● **Information supplied**:

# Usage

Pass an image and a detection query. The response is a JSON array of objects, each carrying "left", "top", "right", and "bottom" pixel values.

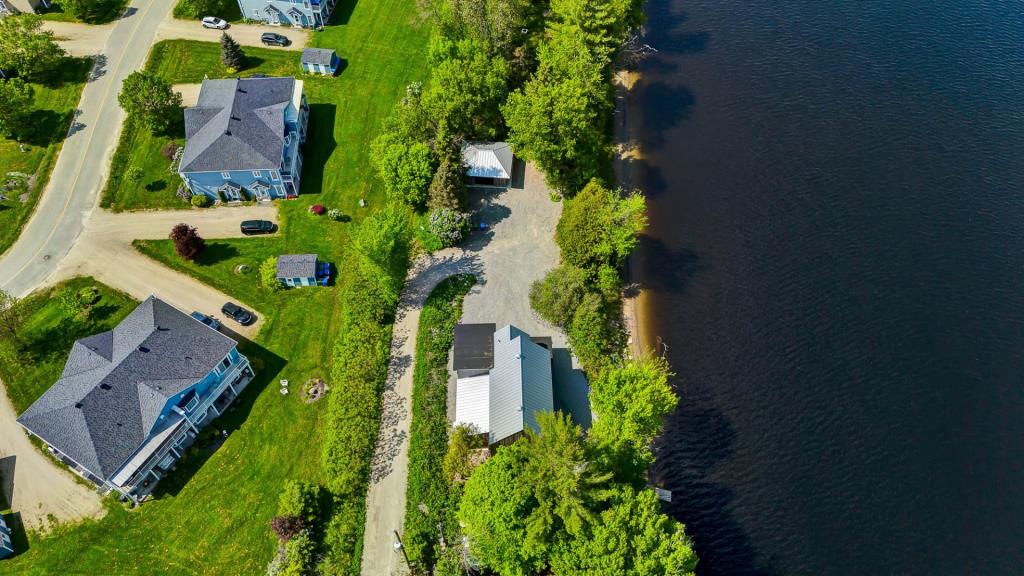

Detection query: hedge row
[
  {"left": 321, "top": 208, "right": 411, "bottom": 574},
  {"left": 402, "top": 275, "right": 476, "bottom": 567}
]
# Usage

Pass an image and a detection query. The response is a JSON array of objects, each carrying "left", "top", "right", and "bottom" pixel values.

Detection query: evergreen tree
[{"left": 220, "top": 32, "right": 246, "bottom": 71}]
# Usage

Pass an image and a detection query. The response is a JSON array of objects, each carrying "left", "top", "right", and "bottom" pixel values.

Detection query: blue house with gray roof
[
  {"left": 178, "top": 77, "right": 309, "bottom": 202},
  {"left": 239, "top": 0, "right": 336, "bottom": 28},
  {"left": 17, "top": 296, "right": 254, "bottom": 503}
]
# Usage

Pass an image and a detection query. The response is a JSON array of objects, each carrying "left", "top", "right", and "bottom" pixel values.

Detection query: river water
[{"left": 630, "top": 0, "right": 1024, "bottom": 576}]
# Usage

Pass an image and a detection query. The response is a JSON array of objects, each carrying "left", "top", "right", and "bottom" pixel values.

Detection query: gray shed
[{"left": 302, "top": 48, "right": 341, "bottom": 76}]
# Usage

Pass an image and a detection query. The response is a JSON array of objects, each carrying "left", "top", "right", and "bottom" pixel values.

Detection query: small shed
[
  {"left": 462, "top": 142, "right": 514, "bottom": 188},
  {"left": 278, "top": 254, "right": 331, "bottom": 287},
  {"left": 302, "top": 48, "right": 341, "bottom": 76},
  {"left": 0, "top": 515, "right": 14, "bottom": 559}
]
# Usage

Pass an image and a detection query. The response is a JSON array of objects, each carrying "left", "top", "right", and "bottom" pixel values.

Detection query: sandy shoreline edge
[{"left": 612, "top": 70, "right": 651, "bottom": 358}]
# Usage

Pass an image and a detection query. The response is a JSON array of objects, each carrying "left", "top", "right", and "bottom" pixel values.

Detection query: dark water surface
[{"left": 631, "top": 0, "right": 1024, "bottom": 576}]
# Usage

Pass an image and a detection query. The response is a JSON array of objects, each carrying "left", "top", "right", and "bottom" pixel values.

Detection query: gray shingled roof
[
  {"left": 278, "top": 254, "right": 316, "bottom": 279},
  {"left": 17, "top": 296, "right": 236, "bottom": 480},
  {"left": 302, "top": 48, "right": 334, "bottom": 66},
  {"left": 178, "top": 77, "right": 295, "bottom": 172}
]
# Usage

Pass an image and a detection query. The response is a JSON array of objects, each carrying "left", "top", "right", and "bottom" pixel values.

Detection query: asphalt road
[{"left": 0, "top": 0, "right": 174, "bottom": 296}]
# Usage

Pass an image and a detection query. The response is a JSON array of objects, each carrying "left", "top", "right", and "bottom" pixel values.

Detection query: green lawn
[
  {"left": 0, "top": 278, "right": 138, "bottom": 414},
  {"left": 100, "top": 40, "right": 299, "bottom": 212},
  {"left": 0, "top": 58, "right": 92, "bottom": 254},
  {"left": 3, "top": 0, "right": 428, "bottom": 565}
]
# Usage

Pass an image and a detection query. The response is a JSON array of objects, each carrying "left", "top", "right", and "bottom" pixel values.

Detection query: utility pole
[{"left": 391, "top": 530, "right": 413, "bottom": 572}]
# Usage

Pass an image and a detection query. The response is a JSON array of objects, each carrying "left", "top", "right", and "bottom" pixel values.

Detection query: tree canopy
[
  {"left": 503, "top": 27, "right": 611, "bottom": 196},
  {"left": 0, "top": 14, "right": 66, "bottom": 78},
  {"left": 0, "top": 78, "right": 36, "bottom": 139},
  {"left": 118, "top": 71, "right": 181, "bottom": 132},
  {"left": 555, "top": 180, "right": 647, "bottom": 275}
]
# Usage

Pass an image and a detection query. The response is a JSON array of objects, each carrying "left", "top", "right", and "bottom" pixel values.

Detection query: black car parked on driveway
[
  {"left": 241, "top": 220, "right": 278, "bottom": 236},
  {"left": 220, "top": 302, "right": 256, "bottom": 326},
  {"left": 259, "top": 32, "right": 292, "bottom": 46}
]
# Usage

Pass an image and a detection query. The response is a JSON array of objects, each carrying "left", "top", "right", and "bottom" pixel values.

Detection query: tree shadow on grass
[
  {"left": 197, "top": 242, "right": 240, "bottom": 266},
  {"left": 301, "top": 104, "right": 338, "bottom": 195},
  {"left": 153, "top": 336, "right": 288, "bottom": 500}
]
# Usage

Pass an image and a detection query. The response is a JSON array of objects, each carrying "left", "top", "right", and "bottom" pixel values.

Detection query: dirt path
[
  {"left": 361, "top": 166, "right": 565, "bottom": 576},
  {"left": 0, "top": 384, "right": 103, "bottom": 530},
  {"left": 48, "top": 205, "right": 278, "bottom": 338},
  {"left": 43, "top": 20, "right": 114, "bottom": 56},
  {"left": 157, "top": 15, "right": 309, "bottom": 48}
]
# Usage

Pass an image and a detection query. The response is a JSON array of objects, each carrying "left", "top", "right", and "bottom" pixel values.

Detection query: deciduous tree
[
  {"left": 0, "top": 78, "right": 36, "bottom": 139},
  {"left": 170, "top": 223, "right": 206, "bottom": 261},
  {"left": 555, "top": 180, "right": 647, "bottom": 277},
  {"left": 118, "top": 71, "right": 181, "bottom": 132},
  {"left": 0, "top": 14, "right": 66, "bottom": 78},
  {"left": 503, "top": 27, "right": 611, "bottom": 196}
]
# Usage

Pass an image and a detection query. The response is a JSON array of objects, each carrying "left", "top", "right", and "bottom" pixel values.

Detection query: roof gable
[{"left": 18, "top": 296, "right": 236, "bottom": 479}]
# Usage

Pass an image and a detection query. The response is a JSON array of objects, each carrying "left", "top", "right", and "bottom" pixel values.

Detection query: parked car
[
  {"left": 203, "top": 16, "right": 227, "bottom": 30},
  {"left": 259, "top": 32, "right": 292, "bottom": 46},
  {"left": 242, "top": 220, "right": 278, "bottom": 236},
  {"left": 220, "top": 302, "right": 256, "bottom": 326},
  {"left": 189, "top": 312, "right": 220, "bottom": 330}
]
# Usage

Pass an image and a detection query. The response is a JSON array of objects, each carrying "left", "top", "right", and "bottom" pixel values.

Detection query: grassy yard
[
  {"left": 403, "top": 275, "right": 476, "bottom": 566},
  {"left": 0, "top": 278, "right": 138, "bottom": 414},
  {"left": 0, "top": 58, "right": 92, "bottom": 254},
  {"left": 100, "top": 40, "right": 299, "bottom": 212},
  {"left": 3, "top": 0, "right": 428, "bottom": 565}
]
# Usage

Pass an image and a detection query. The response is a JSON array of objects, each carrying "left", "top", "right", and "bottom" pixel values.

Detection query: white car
[{"left": 203, "top": 16, "right": 227, "bottom": 30}]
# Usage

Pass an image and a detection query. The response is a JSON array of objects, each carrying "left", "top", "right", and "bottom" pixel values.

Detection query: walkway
[
  {"left": 361, "top": 163, "right": 565, "bottom": 576},
  {"left": 0, "top": 0, "right": 174, "bottom": 296},
  {"left": 49, "top": 205, "right": 278, "bottom": 338}
]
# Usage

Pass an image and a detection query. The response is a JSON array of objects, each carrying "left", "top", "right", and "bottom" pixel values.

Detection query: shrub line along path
[
  {"left": 361, "top": 165, "right": 565, "bottom": 576},
  {"left": 0, "top": 0, "right": 174, "bottom": 296}
]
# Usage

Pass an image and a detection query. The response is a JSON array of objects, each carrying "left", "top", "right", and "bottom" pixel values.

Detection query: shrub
[
  {"left": 278, "top": 480, "right": 321, "bottom": 526},
  {"left": 529, "top": 264, "right": 587, "bottom": 328},
  {"left": 160, "top": 142, "right": 181, "bottom": 162},
  {"left": 170, "top": 223, "right": 206, "bottom": 261},
  {"left": 259, "top": 256, "right": 282, "bottom": 292},
  {"left": 427, "top": 208, "right": 469, "bottom": 248}
]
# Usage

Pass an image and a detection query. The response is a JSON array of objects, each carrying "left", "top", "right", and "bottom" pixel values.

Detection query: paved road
[
  {"left": 43, "top": 20, "right": 116, "bottom": 56},
  {"left": 0, "top": 381, "right": 103, "bottom": 530},
  {"left": 361, "top": 166, "right": 565, "bottom": 576},
  {"left": 0, "top": 0, "right": 174, "bottom": 296},
  {"left": 49, "top": 205, "right": 278, "bottom": 338},
  {"left": 157, "top": 15, "right": 309, "bottom": 48}
]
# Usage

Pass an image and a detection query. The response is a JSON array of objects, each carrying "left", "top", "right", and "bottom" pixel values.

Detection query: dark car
[
  {"left": 220, "top": 302, "right": 256, "bottom": 326},
  {"left": 242, "top": 220, "right": 278, "bottom": 236},
  {"left": 259, "top": 32, "right": 292, "bottom": 46}
]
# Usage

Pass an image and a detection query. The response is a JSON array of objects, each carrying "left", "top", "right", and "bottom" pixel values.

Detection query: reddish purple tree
[{"left": 171, "top": 223, "right": 206, "bottom": 262}]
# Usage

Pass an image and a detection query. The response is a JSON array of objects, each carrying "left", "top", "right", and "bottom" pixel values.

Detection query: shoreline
[{"left": 612, "top": 70, "right": 651, "bottom": 358}]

● **Exercise description**:
Pick out and copy each line in the listing above that contains the word "tree". Case matters.

● **Reply**:
Detection query: evergreen tree
Detection query: tree canopy
Detection query: tree shadow on grass
Detection query: deciduous tree
Detection query: reddish purple tree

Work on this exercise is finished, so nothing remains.